#### Source information ####

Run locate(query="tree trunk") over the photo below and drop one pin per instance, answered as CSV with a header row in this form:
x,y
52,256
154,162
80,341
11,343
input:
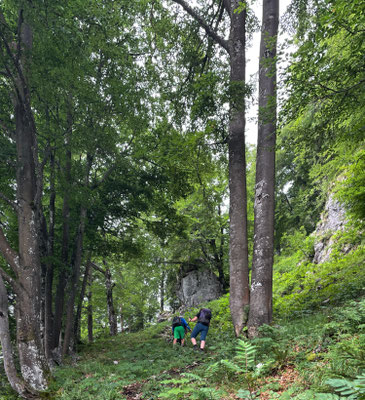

####

**Instructions for the task**
What is needed is the listing above, repeated verbatim, without its images.

**Solution for this exercise**
Run locate(query="tree trunk") over the photo below and drop one pin per instance, answered as CSV with a header row in this form:
x,y
52,256
154,162
80,341
11,343
input:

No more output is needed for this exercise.